-- Given records --
────────────────────────────────────────
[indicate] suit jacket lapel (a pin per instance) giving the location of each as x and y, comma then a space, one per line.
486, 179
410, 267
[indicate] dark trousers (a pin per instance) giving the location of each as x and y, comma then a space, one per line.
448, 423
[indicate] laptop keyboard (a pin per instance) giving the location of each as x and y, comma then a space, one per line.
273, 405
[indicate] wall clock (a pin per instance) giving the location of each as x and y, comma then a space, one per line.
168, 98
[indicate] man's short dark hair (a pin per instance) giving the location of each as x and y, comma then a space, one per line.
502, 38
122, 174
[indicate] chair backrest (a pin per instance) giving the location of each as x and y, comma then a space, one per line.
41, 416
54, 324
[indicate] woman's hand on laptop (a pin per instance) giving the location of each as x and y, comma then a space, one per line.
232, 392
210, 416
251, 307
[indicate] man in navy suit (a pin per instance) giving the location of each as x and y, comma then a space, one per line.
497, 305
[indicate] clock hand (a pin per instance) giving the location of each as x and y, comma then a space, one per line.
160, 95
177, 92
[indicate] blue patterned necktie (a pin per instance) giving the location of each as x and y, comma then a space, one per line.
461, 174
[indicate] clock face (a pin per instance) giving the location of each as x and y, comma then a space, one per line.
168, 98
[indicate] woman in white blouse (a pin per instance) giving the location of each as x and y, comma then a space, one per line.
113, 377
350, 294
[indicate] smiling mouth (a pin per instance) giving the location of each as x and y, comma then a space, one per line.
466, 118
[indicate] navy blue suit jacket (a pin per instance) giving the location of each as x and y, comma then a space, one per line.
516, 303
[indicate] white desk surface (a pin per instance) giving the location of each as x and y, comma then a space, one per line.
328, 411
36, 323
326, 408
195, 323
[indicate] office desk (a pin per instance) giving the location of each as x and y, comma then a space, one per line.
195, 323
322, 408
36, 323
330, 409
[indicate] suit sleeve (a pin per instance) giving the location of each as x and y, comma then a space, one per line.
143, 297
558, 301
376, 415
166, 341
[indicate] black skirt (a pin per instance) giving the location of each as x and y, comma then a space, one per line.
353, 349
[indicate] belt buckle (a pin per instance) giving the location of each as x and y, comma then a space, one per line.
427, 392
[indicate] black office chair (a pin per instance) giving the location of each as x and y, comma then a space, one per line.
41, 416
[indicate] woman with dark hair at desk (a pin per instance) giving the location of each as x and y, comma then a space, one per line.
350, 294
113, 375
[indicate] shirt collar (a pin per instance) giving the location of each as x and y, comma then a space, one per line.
────────────────────────────────────────
-- Aim --
Please return the full listing above word for word, keeping every line in its original order.

-- The solution --
[indicate] suit jacket lapel (a pin per instance) giving the location of each as x and y, comma then a space, one per line.
486, 179
410, 267
[indicate] dark trousers (a pin per instance) giving the location of each as x and y, comma then a space, one per line.
448, 423
[indicate] laptop keyboard (a pin per instance) giving the location of each as x and y, comma then a space, one per line.
273, 405
[indicate] wall clock (a pin per instance) giving the location of each as x and y, comma then a space, one per line.
168, 98
[indicate] man's short dark hair (a pin per instance) giving the location of each as x and y, comma then a space, one per line.
502, 38
122, 174
[indicate] chair backrest (a pin per instance) giving the location of each as x and y, comma then a space, one per line.
41, 416
54, 324
[indicate] woman's hand on laptop (a pin per instance) giving the location of each as x and y, comma then a space, one per line.
232, 392
210, 416
251, 307
[indicate] man in navy suit (a pin per instance) giving the location of each as x and y, comma then a space, one per line.
497, 305
[indicate] clock hand (a pin per instance) giving the location of each as x and y, comma then a space, one per line.
160, 95
177, 92
[indicate] blue patterned necktie (a pin per instance) giving the location of each as x and y, comma then a space, one per line.
461, 174
[indicate] clock face (a pin per instance) giving the location of each as x and y, comma then a space, one per line.
168, 98
[indicate] woman in white blouse (a pin per instance) giving the location of each as x and y, comma then a space, one per line.
113, 377
350, 294
[indicate] smiling mouth (a pin per instance) giving the location of each as x and y, comma then a space, one per line.
466, 118
[indicate] navy blue suit jacket (a pin per instance) giving the location of each as x and y, comma then a space, one per line.
516, 303
[indicate] white desk surface (a pin per instance) giving the location of each as x and y, comma then a space, one per line.
328, 411
36, 323
326, 408
195, 323
[indicate] office desk (a pin per instance) giving the location of each as x and y, comma then a space, one per line.
195, 323
322, 408
36, 323
330, 409
[indicate] suit sleeve (a pin per instance) giving the location of each as x and y, comma then a space, one per line.
143, 297
558, 301
376, 415
166, 341
[indicate] black skirt (a pin per instance) giving the location of each as x and y, comma then a space, one per line.
353, 349
[indicate] belt buckle (a pin per instance) giving the location of each as x and y, comma then a space, one per line.
427, 392
[indicate] black office chair (a pin per instance) giving the location of each as x and y, comma then a space, one per line.
41, 416
[indicate] woman with dark hair at desk (a pin per instance) giving the location of each as x and y, comma then a space, one per line.
350, 294
113, 375
[indicate] shirt collar (a pin per instance) giving the location of each as x and y, comma then a space, one per line.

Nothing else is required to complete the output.